Data shown:
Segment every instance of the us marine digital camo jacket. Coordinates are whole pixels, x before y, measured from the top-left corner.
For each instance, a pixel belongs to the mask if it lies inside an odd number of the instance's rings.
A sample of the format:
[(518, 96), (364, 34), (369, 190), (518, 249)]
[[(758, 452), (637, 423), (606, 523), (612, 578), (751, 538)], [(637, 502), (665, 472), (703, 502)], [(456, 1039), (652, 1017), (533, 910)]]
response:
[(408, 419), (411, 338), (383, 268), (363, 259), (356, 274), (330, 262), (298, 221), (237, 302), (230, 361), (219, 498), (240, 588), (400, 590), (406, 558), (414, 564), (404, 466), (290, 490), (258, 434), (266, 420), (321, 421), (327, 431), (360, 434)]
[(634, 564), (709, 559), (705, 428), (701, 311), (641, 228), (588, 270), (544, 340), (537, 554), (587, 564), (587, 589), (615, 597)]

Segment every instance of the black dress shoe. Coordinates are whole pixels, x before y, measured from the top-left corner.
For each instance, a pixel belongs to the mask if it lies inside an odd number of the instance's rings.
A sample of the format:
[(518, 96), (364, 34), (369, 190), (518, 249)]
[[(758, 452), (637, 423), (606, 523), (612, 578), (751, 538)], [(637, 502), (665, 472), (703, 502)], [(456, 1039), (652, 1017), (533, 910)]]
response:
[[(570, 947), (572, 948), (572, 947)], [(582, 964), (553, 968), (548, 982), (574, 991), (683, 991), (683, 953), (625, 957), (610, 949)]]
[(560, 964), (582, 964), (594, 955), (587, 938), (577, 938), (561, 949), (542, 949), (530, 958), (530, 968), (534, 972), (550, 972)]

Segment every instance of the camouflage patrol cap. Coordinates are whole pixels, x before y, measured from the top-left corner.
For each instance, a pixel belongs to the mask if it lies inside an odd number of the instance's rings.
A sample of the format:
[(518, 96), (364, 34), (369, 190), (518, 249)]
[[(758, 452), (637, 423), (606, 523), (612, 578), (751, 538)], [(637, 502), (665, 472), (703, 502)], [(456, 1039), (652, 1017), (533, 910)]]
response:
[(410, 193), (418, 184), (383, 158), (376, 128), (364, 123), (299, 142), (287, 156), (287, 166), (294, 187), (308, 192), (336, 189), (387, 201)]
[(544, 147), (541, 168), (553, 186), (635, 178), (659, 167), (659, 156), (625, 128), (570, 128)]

* * *

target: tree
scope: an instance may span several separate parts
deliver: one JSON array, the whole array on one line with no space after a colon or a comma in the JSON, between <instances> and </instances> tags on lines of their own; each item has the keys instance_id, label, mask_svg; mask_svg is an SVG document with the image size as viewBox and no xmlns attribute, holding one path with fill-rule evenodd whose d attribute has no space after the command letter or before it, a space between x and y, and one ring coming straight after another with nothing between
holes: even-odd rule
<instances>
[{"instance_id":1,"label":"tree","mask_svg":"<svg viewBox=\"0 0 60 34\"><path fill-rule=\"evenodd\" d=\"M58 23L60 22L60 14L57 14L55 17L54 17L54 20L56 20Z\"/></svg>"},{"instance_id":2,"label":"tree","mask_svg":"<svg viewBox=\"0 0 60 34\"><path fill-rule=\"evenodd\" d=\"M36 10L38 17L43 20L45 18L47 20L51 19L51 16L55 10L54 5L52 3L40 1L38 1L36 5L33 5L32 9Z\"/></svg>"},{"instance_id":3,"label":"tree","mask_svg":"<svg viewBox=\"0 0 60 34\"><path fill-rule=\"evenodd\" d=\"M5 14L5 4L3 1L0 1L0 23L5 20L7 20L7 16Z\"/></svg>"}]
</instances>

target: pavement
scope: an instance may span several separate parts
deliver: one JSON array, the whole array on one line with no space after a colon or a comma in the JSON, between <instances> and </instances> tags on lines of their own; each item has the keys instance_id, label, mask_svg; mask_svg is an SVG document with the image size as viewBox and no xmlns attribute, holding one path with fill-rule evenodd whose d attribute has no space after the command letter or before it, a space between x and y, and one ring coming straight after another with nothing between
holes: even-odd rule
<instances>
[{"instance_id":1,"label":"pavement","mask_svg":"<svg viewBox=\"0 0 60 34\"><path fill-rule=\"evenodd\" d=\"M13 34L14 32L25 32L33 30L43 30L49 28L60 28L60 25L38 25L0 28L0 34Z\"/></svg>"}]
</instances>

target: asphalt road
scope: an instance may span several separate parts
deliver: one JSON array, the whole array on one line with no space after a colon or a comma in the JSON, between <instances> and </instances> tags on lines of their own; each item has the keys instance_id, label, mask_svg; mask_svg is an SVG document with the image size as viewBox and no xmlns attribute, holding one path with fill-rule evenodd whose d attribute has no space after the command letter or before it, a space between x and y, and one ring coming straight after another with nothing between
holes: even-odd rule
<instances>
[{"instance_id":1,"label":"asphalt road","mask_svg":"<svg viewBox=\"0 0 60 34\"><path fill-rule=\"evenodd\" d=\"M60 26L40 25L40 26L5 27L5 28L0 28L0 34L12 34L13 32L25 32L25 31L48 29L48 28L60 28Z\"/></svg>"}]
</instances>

---

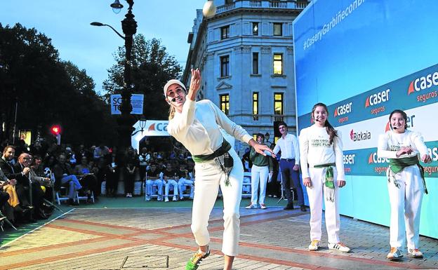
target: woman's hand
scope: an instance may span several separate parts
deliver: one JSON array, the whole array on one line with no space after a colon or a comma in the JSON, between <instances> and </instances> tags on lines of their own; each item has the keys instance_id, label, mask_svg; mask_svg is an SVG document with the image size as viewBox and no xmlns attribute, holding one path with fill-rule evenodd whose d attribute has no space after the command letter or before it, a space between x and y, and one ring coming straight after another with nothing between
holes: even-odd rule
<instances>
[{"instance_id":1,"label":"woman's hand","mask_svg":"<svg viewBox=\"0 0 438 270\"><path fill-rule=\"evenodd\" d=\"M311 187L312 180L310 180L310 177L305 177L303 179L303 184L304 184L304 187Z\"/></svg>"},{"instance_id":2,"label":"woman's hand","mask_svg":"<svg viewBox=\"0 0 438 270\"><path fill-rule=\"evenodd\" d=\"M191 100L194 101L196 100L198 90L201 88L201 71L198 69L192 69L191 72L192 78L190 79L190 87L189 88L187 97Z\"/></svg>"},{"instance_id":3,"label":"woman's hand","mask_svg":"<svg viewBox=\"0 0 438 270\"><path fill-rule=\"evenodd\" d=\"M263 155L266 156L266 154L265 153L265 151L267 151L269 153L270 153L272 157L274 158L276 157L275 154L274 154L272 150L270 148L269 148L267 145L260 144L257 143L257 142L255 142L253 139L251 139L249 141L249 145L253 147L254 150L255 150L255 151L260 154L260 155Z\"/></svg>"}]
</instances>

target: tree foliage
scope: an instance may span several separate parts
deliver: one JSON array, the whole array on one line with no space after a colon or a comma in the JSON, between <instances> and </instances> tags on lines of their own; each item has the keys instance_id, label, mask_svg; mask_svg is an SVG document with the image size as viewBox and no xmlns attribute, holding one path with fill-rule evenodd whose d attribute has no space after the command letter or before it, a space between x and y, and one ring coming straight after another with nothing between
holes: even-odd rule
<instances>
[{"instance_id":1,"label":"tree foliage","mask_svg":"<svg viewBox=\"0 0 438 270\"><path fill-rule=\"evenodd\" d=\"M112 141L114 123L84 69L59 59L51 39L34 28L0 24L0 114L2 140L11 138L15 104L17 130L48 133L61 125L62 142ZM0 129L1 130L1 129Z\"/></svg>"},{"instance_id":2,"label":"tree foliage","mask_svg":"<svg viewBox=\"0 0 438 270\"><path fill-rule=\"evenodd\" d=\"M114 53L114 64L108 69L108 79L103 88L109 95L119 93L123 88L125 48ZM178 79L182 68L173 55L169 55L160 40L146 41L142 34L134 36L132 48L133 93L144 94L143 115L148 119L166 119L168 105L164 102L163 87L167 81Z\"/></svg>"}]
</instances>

Stated exercise: Turn the lines from the one containing "Segment every instance of the us" up to and including the one containing "589), (615, 597)]" into a JSON list of strings, one string per line, leaving out any blank lines.

Task result:
[
  "Segment every instance of the us marine digital camo jacket. Coordinates are whole pixels, x before y, measured from the top-left corner.",
  "For each instance, a pixel belongs to the mask if it lies inside an odd number of the instance's rings.",
  "A sample of the format:",
  "[(518, 96), (364, 34), (369, 190), (518, 249)]",
  "[[(758, 452), (637, 423), (606, 523), (612, 578), (751, 538)], [(637, 502), (665, 472), (703, 502)], [(456, 1039), (652, 1017), (533, 910)]]",
  "response:",
  "[(408, 419), (411, 338), (383, 268), (363, 259), (356, 274), (330, 262), (298, 221), (237, 302), (230, 361), (219, 498), (240, 588), (400, 590), (406, 558), (414, 564), (404, 466), (290, 490), (258, 434), (266, 420), (321, 421), (327, 431), (360, 434)]",
  "[(634, 564), (709, 559), (705, 428), (701, 311), (641, 228), (588, 270), (544, 340), (537, 554), (587, 564), (587, 589), (615, 597)]"
]